>> start

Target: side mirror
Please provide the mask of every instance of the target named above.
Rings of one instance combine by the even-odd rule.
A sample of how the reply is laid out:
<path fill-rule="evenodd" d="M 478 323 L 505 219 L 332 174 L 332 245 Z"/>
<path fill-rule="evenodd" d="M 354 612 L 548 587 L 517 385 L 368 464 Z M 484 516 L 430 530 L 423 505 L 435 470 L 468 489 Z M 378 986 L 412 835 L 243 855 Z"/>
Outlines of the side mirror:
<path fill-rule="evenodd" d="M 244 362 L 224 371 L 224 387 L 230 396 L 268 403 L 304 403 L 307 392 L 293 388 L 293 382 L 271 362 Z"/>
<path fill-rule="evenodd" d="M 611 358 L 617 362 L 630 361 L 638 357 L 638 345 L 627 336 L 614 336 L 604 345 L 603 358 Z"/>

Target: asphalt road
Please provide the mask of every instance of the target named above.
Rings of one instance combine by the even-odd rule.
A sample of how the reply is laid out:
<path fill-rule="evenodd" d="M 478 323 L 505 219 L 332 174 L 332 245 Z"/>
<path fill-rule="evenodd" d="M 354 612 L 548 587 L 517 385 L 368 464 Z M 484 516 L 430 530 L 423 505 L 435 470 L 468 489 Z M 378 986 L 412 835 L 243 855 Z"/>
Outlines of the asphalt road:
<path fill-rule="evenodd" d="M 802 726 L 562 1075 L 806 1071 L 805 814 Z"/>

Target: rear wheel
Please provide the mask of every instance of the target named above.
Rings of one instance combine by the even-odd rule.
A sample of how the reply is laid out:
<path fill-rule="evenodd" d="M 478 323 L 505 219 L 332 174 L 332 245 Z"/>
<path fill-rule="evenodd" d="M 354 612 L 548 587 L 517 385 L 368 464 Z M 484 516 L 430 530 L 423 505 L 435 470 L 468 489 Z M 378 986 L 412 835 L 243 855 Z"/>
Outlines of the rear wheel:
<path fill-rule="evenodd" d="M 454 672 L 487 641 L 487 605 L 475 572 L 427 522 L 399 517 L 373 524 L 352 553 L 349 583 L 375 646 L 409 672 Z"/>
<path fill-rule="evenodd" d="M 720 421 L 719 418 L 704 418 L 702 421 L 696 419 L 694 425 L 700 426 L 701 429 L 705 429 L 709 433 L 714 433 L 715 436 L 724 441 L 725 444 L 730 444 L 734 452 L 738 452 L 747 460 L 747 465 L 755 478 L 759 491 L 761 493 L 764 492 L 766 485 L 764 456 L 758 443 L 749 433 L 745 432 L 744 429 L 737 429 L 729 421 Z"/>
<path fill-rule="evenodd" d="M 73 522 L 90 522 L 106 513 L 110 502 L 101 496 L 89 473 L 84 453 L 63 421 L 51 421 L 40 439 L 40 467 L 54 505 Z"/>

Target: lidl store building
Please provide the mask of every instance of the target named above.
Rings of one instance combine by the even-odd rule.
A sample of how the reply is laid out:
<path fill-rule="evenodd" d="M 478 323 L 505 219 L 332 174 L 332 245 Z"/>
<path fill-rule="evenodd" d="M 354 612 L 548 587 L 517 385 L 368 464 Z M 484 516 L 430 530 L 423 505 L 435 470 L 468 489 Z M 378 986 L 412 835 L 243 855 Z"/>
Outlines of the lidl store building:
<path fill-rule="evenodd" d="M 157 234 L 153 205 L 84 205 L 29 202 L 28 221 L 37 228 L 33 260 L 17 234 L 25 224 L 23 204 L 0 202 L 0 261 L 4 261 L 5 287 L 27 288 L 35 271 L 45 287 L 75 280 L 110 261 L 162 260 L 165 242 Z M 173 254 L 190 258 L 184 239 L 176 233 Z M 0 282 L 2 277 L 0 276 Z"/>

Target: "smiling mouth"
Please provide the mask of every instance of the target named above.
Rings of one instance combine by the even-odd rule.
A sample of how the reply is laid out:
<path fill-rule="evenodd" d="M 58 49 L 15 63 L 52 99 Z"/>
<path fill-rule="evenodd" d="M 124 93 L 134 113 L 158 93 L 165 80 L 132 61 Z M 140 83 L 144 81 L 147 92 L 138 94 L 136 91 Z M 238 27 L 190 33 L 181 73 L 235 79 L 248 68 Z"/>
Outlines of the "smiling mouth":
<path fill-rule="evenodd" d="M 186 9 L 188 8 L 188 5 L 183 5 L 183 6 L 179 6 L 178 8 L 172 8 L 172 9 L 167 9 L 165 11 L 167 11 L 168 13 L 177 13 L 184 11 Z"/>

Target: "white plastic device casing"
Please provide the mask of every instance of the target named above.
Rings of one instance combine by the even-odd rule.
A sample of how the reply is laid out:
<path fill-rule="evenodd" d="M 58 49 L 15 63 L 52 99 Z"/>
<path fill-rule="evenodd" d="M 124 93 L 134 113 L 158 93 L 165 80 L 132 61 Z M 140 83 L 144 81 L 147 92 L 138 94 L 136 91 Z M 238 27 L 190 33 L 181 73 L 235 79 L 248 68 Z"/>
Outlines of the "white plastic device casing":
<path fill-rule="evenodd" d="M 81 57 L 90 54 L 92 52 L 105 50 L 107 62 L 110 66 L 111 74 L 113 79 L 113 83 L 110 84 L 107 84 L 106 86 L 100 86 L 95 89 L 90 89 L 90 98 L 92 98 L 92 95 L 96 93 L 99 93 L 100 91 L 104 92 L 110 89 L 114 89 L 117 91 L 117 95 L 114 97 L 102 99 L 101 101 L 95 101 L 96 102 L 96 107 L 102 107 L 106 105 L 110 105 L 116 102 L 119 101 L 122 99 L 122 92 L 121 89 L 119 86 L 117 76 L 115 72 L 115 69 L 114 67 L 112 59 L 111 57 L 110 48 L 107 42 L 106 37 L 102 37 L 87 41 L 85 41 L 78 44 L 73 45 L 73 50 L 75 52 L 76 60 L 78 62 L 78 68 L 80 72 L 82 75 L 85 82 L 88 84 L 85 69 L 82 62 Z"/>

>> end

== AIM ==
Return all of the items above verbatim, every line unchanged.

== ANSWER ==
Target: side mirror
Please provide the mask of every instance of the target named above.
Rings of one instance combine by the even-odd rule.
A sample of how the reply is laid out:
<path fill-rule="evenodd" d="M 478 323 L 505 219 L 332 174 L 332 245 Z"/>
<path fill-rule="evenodd" d="M 354 612 L 548 587 L 517 385 L 368 464 Z M 484 516 L 430 530 L 423 505 L 435 470 L 468 489 Z M 378 986 L 412 835 L 243 855 Z"/>
Outlines of the side mirror:
<path fill-rule="evenodd" d="M 244 362 L 224 371 L 224 387 L 230 396 L 268 403 L 304 403 L 307 392 L 293 388 L 293 382 L 271 362 Z"/>
<path fill-rule="evenodd" d="M 611 358 L 617 362 L 630 361 L 638 357 L 638 345 L 627 336 L 614 336 L 604 345 L 603 358 Z"/>

Target: asphalt road
Please provide the mask of every instance of the target named above.
Rings of one instance combine by the even-odd rule.
A sample of how the reply is laid out:
<path fill-rule="evenodd" d="M 478 323 L 505 219 L 332 174 L 332 245 Z"/>
<path fill-rule="evenodd" d="M 354 612 L 548 587 L 517 385 L 368 464 Z M 484 516 L 430 530 L 423 505 L 435 470 L 468 489 Z M 378 986 L 412 835 L 243 855 Z"/>
Outlines of the asphalt road:
<path fill-rule="evenodd" d="M 802 726 L 562 1075 L 806 1071 L 805 814 Z"/>

Target: rear wheel
Please provide the mask of every instance of the target named above.
Rings of one instance combine by the even-odd rule.
A sample of how the reply is laid out:
<path fill-rule="evenodd" d="M 478 323 L 505 219 L 332 174 L 332 245 Z"/>
<path fill-rule="evenodd" d="M 354 612 L 548 587 L 517 385 L 368 464 Z M 484 516 L 430 530 L 423 505 L 435 470 L 468 489 Z M 378 986 L 412 835 L 243 855 Z"/>
Outlines of the rear wheel:
<path fill-rule="evenodd" d="M 454 672 L 487 641 L 487 605 L 475 572 L 427 522 L 399 517 L 373 524 L 352 553 L 349 583 L 375 646 L 409 672 Z"/>
<path fill-rule="evenodd" d="M 720 421 L 719 418 L 704 418 L 702 421 L 696 419 L 694 425 L 700 426 L 701 429 L 705 429 L 709 433 L 714 433 L 715 436 L 724 441 L 725 444 L 730 444 L 734 452 L 738 452 L 747 460 L 747 465 L 755 478 L 759 491 L 761 493 L 764 492 L 766 485 L 764 456 L 758 443 L 749 433 L 745 432 L 744 429 L 737 429 L 729 421 Z"/>
<path fill-rule="evenodd" d="M 73 522 L 90 522 L 106 513 L 110 502 L 101 496 L 89 473 L 84 453 L 63 421 L 51 421 L 40 439 L 40 467 L 54 505 Z"/>

Target: lidl store building
Please provide the mask of every instance of the target named above.
Rings of one instance combine by the even-odd rule.
A sample of how the reply is laid out:
<path fill-rule="evenodd" d="M 478 323 L 505 219 L 332 174 L 332 245 Z"/>
<path fill-rule="evenodd" d="M 354 612 L 548 587 L 517 385 L 368 464 Z M 484 516 L 430 530 L 423 505 L 435 470 L 468 489 Z M 378 986 L 412 835 L 243 855 Z"/>
Outlines of the lidl store building:
<path fill-rule="evenodd" d="M 157 234 L 153 205 L 84 205 L 29 202 L 28 221 L 37 228 L 33 260 L 17 234 L 25 224 L 23 204 L 0 202 L 0 261 L 4 261 L 5 287 L 27 288 L 35 271 L 45 287 L 75 280 L 110 261 L 162 260 L 165 242 Z M 173 254 L 190 258 L 184 239 L 176 233 Z M 0 282 L 2 277 L 0 276 Z"/>

Target: "smiling mouth"
Please provide the mask of every instance of the target named above.
Rings of one instance combine by the even-odd rule.
A sample of how the reply is laid out:
<path fill-rule="evenodd" d="M 58 49 L 15 63 L 52 99 Z"/>
<path fill-rule="evenodd" d="M 124 93 L 134 113 L 158 93 L 165 80 L 132 61 Z M 140 83 L 144 81 L 147 92 L 138 94 L 136 91 Z M 238 27 L 190 33 L 181 73 L 235 79 L 248 68 Z"/>
Outlines of the "smiling mouth":
<path fill-rule="evenodd" d="M 186 9 L 188 8 L 188 5 L 183 5 L 183 6 L 179 6 L 178 8 L 172 8 L 172 9 L 167 9 L 165 11 L 167 11 L 168 13 L 177 13 L 184 11 Z"/>

Target: "white plastic device casing"
Please provide the mask of every instance of the target named above.
Rings of one instance combine by the even-odd rule.
A sample of how the reply is laid out:
<path fill-rule="evenodd" d="M 58 49 L 15 63 L 52 99 Z"/>
<path fill-rule="evenodd" d="M 124 93 L 134 113 L 158 93 L 165 80 L 132 61 Z M 140 83 L 144 81 L 147 92 L 138 94 L 136 91 Z M 238 27 L 190 33 L 181 73 L 235 79 L 248 68 Z"/>
Outlines of the "white plastic device casing":
<path fill-rule="evenodd" d="M 81 57 L 90 54 L 92 52 L 105 50 L 107 62 L 110 66 L 111 74 L 113 79 L 113 83 L 110 84 L 107 84 L 106 86 L 100 86 L 95 89 L 90 89 L 90 98 L 92 98 L 92 95 L 96 93 L 99 93 L 100 91 L 104 92 L 110 89 L 114 89 L 117 91 L 117 95 L 114 97 L 102 99 L 101 101 L 95 101 L 96 102 L 96 107 L 102 107 L 106 105 L 110 105 L 116 102 L 119 101 L 122 99 L 122 92 L 121 89 L 119 86 L 117 76 L 115 72 L 115 69 L 114 67 L 112 59 L 111 57 L 110 48 L 107 42 L 106 37 L 102 37 L 87 41 L 85 41 L 78 44 L 73 45 L 73 50 L 75 52 L 76 60 L 78 62 L 78 68 L 80 72 L 82 75 L 85 82 L 88 84 L 85 69 L 82 62 Z"/>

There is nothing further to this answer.